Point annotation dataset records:
====================
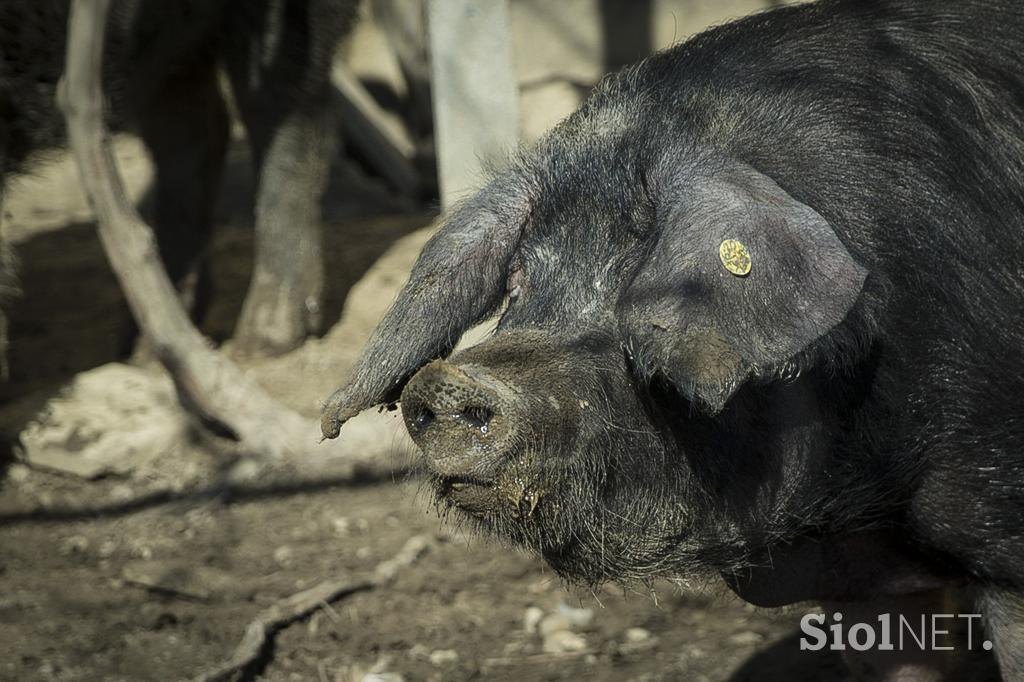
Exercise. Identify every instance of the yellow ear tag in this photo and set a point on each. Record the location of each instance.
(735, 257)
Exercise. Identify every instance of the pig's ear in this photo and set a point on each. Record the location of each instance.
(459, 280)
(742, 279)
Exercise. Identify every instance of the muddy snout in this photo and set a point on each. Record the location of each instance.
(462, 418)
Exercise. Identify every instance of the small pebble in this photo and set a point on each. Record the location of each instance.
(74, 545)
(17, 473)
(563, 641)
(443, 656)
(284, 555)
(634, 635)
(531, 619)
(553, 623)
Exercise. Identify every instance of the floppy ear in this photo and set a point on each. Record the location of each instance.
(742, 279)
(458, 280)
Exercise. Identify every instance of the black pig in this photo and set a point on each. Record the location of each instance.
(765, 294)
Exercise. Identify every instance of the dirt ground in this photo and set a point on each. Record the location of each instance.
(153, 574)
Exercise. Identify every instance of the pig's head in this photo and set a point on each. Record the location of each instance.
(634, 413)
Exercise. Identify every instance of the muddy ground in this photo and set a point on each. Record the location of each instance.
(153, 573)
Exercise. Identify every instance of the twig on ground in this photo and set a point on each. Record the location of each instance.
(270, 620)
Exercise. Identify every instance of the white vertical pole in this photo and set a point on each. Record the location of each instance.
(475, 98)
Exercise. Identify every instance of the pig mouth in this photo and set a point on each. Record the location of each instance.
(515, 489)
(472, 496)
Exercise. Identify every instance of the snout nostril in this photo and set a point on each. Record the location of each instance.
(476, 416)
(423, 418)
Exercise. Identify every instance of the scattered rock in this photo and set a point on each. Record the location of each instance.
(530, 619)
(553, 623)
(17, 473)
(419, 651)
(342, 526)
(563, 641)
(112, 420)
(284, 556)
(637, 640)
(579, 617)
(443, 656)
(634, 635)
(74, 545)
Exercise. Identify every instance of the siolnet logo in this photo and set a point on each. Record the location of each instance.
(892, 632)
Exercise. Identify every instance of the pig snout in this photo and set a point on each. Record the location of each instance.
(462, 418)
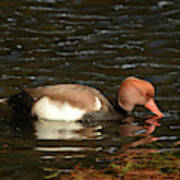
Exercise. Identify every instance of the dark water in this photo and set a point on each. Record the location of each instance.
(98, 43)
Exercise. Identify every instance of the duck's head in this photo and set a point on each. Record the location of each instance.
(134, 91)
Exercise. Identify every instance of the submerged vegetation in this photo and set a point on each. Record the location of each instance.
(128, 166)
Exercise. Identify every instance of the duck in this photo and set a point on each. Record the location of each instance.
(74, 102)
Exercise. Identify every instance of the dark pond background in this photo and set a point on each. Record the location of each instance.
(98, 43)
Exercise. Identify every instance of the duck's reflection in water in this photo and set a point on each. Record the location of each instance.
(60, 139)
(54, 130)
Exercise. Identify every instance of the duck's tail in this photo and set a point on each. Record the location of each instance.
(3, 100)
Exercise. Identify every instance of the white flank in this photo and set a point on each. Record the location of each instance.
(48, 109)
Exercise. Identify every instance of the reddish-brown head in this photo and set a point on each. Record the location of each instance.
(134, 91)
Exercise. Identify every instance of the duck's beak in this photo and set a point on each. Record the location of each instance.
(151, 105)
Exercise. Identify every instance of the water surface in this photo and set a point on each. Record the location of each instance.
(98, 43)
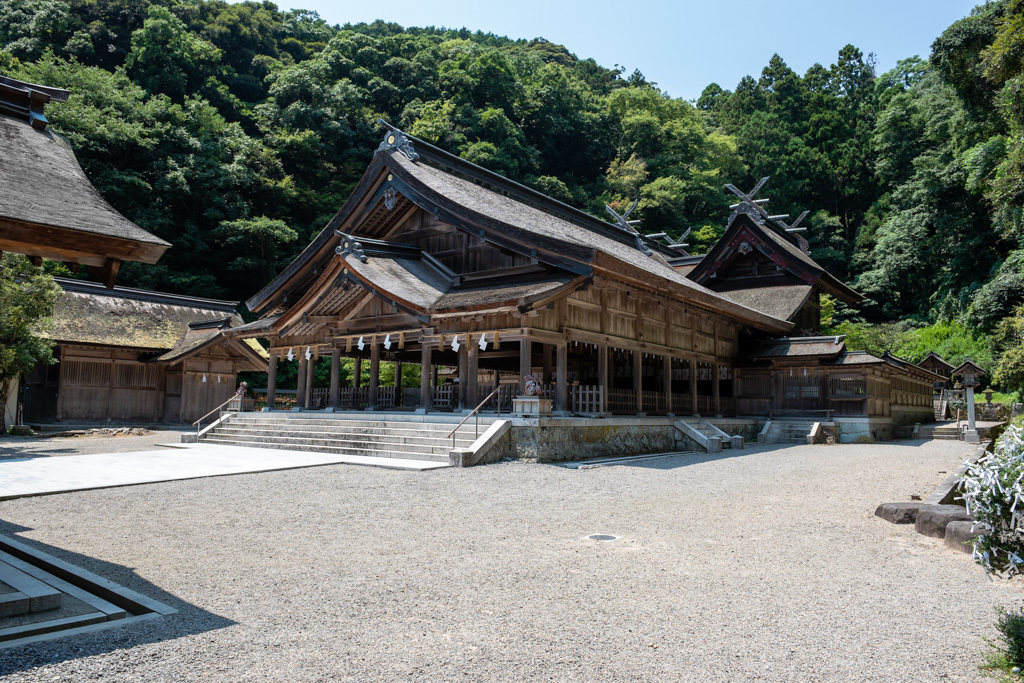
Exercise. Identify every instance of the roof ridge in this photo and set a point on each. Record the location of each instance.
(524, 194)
====================
[WHAT YOU SHOULD DO]:
Your task is to transcribe all of the records precisely, with no images included.

[EXERCISE SOLUTION]:
Exercise. Identify every instance of the yellow ear tag in this photo and set a point on each. Record the location of each instance.
(735, 257)
Exercise. Identify every instance of the pig's ear in this photo and set a point on each. Record the location of each instance.
(459, 280)
(742, 279)
Exercise. Identify every instance of the muddy snout in this photo and set a point on each. Record the location of each instance.
(462, 418)
Exercise. Identify every instance of the small pebble in this photo and set a point on each. Record the location of each instance.
(74, 545)
(17, 473)
(563, 641)
(443, 656)
(284, 555)
(634, 635)
(531, 619)
(553, 623)
Exercise. Identify every instance of the floppy ear in this photo and set a point on each. Record the location of each instance.
(742, 279)
(458, 280)
Exercise. Identify every instance of the black pig in this photo and set a point on each. Record the location of each instance.
(765, 294)
Exercise. Identify every instance of the dirt ground in this photo and set a point on each. Record the location of each instance.
(153, 574)
Exercise. Identify every instance of the pig's head in this photo and set a point on each. Record the location of each instance.
(634, 413)
Exercise. Identify every instance of the muddy ground in this photo and set a point on each. Record the location of each instance.
(153, 573)
Exercise. Identify every instance of the twig on ground in this photo and set a point on each. Record the location of each instance.
(270, 620)
Exercise. Identify every instance of the white vertical pole in this photo and set a point on each. Record the location of each instance.
(475, 98)
Exercise. Identify every instance of the pig mouth in this photo and set a point on each. Record the location of each instance.
(515, 489)
(472, 496)
Exercise. Identify every instance of the snout nostril in this photo and set a point on each. Record the location of each instance.
(476, 416)
(423, 418)
Exercise. Identify every instance of the scattered rock in this photo and set a point on each. Record the location of each instance.
(530, 619)
(553, 623)
(17, 473)
(419, 651)
(342, 526)
(563, 641)
(112, 420)
(284, 556)
(637, 640)
(579, 617)
(443, 656)
(634, 635)
(74, 545)
Exercise. Identify every instance of the siolnet logo in this photo and set a point on each. Record the location of each instance.
(892, 632)
Exercise. Identify every instance of the pig snout in this photo and set a point on each. Record the location of each instance.
(462, 418)
Exercise. Identify every instance of the dark water in this photo and set a point on each. Record the location of each instance.
(98, 43)
Exercise. Identify every instance of the duck's head in this photo and set a point on each. Record the location of each instance.
(134, 91)
Exercise. Identify every instance of the submerged vegetation in this photo and set a point on each. Record the location of each instance.
(128, 166)
Exercise. Identify every instance of the duck in this photo and set a point on each. Record the location of each instance.
(74, 102)
Exercise. Identify every instance of the dark pond background in this photo and set a point on each. Record the location of each instance.
(98, 43)
Exercise. Identify every instance of the duck's reflection in water in this photo and set a point on each. Record the location of each instance.
(60, 139)
(54, 130)
Exercise. Identify every instance of the duck's tail in this photo and set a point on each. Record the location of each instance.
(3, 100)
Exercise. Identify every instance of the white flank in this photo and set a point on each. Record the location of each instance.
(48, 109)
Exercise. Identify every instance of the reddish-brown head in this photo and set a point on each. Record the location of each instance.
(134, 91)
Exercise. Identify every instance of the duck's beak in this photo and set a point on each. Record the location of each instance.
(151, 105)
Exercise. Identify every instance of the water surface in this photo and set a point on each. Record the location of each instance.
(98, 43)
Exercise. Identify every instance of the roof ridge in this photo and set a point on each. Record the location of each instance.
(524, 194)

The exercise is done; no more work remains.